### PASSAGE SHOWN
----
Frederick Terman

"When we set out to create a community of technical scholars in Silicon Valley, there wasn't much here and the rest of the world looked awfully big. Now a lot of the rest of the world is here"
Frederick Terman[1]
Frederick Terman
Born (1900-06-07)June 7, 1900
English, Indiana
Died December 19, 1982(1982-12-19) (aged 82)
Palo Alto, California
Nationality American
Fields Electrical engineering
Institutions Stanford University
Massachusetts Institute of Technology
Alma mater Stanford University
Doctoral advisor Vannevar Bush
Notable students Oswald Garrison Villard, Jr.
William Hewlett
David Packard
Russell and Sigurd Varian
Bernard M. Oliver
Notable awards IEEE Medal of Honor (1950)
IEEE James H. Mulligan, Jr. Education Medal (1956)
IEEE Founders Medal (1963)
National Medal of Science (1975)

Frederick Emmons Terman (/ˈtɜːrmən/; June 7, 1900 – December 19, 1982) was an American academician. He is widely credited (together with William Shockley) with being the father of Silicon Valley.[2]

Education

Terman completed his undergraduate degree in chemistry and his master's degree in electrical engineering at Stanford University. His father Lewis Terman, a psychologist who studied gifted children and popularized the IQ test in America, was a professor at Stanford. Terman went on to earn an ScD in electrical engineering from Massachusetts Institute of Technology in 1924. His advisor at MIT was Vannevar Bush, who first proposed what became the National Science Foundation.
----
### GIVEN REQUEST 1
Answer these questions using the passage on Frederick Terman, one line each:
(a) In which town and state was Terman born?
(b) Who was his doctoral advisor?
(c) In what year did he earn his ScD from the Massachusetts Institute of Technology?
### GIVEN REQUEST 2
Gather every line of the records below that contains the word "tower", and list each one on its own line.
----
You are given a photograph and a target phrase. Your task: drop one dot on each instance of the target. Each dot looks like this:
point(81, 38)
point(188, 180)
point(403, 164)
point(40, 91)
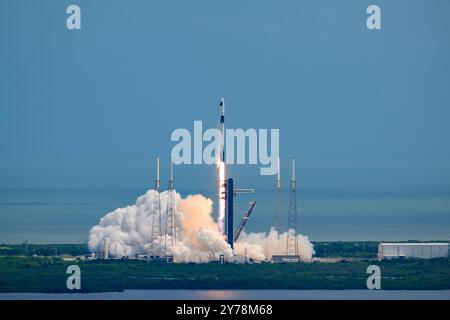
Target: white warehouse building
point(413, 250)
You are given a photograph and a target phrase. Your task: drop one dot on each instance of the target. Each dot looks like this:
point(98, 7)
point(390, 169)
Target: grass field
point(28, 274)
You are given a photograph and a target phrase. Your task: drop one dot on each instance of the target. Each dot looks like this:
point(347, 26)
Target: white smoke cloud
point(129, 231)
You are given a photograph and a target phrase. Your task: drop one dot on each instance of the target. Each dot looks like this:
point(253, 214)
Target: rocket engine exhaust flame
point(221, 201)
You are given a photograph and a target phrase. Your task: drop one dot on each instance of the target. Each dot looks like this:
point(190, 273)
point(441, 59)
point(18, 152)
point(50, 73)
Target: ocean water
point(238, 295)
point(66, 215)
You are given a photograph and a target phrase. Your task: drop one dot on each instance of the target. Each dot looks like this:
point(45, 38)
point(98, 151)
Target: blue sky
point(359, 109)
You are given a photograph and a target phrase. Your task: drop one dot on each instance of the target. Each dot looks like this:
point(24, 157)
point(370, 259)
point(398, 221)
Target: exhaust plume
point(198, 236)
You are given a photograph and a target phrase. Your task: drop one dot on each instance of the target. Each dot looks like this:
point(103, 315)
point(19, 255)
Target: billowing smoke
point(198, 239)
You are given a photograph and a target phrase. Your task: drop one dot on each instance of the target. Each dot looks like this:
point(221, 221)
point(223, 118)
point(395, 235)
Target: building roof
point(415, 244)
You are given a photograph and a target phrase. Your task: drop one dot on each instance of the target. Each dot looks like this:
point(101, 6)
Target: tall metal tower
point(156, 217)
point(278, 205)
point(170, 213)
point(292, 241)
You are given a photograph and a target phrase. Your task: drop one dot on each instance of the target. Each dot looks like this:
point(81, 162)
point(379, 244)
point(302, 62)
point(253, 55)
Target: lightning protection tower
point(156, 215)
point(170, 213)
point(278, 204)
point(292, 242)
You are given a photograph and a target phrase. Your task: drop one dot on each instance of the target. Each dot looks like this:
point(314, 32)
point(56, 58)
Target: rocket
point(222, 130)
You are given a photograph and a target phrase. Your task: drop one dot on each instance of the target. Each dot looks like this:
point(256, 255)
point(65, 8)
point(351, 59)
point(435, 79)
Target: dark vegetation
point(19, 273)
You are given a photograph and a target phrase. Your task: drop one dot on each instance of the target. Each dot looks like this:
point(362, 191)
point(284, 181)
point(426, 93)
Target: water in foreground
----
### WRITTEN ANSWER 1
(a) English, Indiana
(b) Vannevar Bush
(c) 1924

### WRITTEN ANSWER 2
Target: tall metal tower
Target: lightning protection tower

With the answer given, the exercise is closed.